=== EXTRAIT PRÉSENTÉ ===
>>>
25 juillet 2025

Comet Gain - Letters To Ordinary Outsiders (2025)

On est presque étonné voir déçu que le couple qui orne la pochette de ce très beau 10ème album de David "Feck" Christian (hors projets annexe et solo) ne soit pas celui mythique à la scène comme à la ville de Carole King et Gerry Goffin. L'une des plus mythiques paires de songwriters du Brill Building. D'abord parce que ce choix eût été raccord avec le reste de la discographie lettrée et référencée du sextet de David Christian. Ensuite parce que le visuel reproduit jusqu'à la maquette et les teintes d'une compilation  de la dame.
Enfin, parce qu'avec Comet Gain à travers les indices semés par son démiurge, tout est toujours à l'avenant du bon goût des gloires passées.
<<<
=== DOCUMENTS FOURNIS ===
>>>
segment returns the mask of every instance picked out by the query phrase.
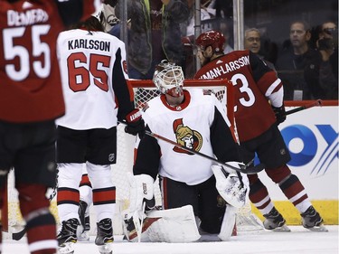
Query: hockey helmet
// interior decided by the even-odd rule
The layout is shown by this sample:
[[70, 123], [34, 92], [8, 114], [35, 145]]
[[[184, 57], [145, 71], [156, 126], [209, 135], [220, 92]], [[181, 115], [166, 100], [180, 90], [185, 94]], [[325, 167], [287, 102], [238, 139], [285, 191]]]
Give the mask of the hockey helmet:
[[221, 32], [211, 30], [200, 34], [195, 44], [202, 51], [212, 46], [213, 52], [223, 52], [225, 42], [225, 36]]
[[163, 60], [155, 66], [153, 82], [163, 94], [166, 93], [173, 97], [182, 96], [184, 80], [182, 68], [174, 62]]

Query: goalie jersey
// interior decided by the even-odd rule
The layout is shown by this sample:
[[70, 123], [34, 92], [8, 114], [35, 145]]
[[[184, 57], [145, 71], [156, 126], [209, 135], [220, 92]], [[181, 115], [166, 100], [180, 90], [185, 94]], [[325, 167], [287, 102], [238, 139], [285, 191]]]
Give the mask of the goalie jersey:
<<<
=== SÉRIE DE CONSIGNES ===
(1) Traduisez en anglais la phrase suivante de la chronique sur l'album de Comet Gain : « Ensuite parce que le visuel reproduit jusqu'à la maquette et les teintes d'une compilation de la dame. »
(2) Prolongez la chronique sur l'album de Comet Gain à partir de sa dernière phrase.

=== RÉPONSES AUX CONSIGNES ===
(1) Next, because the artwork reproduces even the layout and the colors of one of the lady's compilations.

(2)
Lorsque commence l'aventure en 90 avec l'excellent Casino Classics (1995), probablement l'une des pierres angulaires d'une ample discographie - citons aussi City Fallen Leaves (2005) - le groupe à géométrie variable de David Christian devient très vite l'un des secrets les mieux gardés du Royaume-Uni. On devine sans peine que John Peel en est gaga. Tout ce qui est paria, derelict, artiste culte plus ou moins installé dans le coeur du public se voit cité, choyé par le groupe lui-même chouchou d'une cohorte de fidèles qui même dans la confidentialité ne lui fera jamais défaut. C'est Dan Treacy le leader abîmé des Television  Personalities (excusez du peu) qui rédige les notes de pochette de ce premier disque. Par la suite et comme s'il s'interdisait de devenir populaire ou plus sûrement assumait son intégrité artistique d'outsider, Christian n'aura de cesse de crier son amour à d'autres héros tels que Roky Erickson ou plus près de nous Robyn Hitchcock ou Julian Cope.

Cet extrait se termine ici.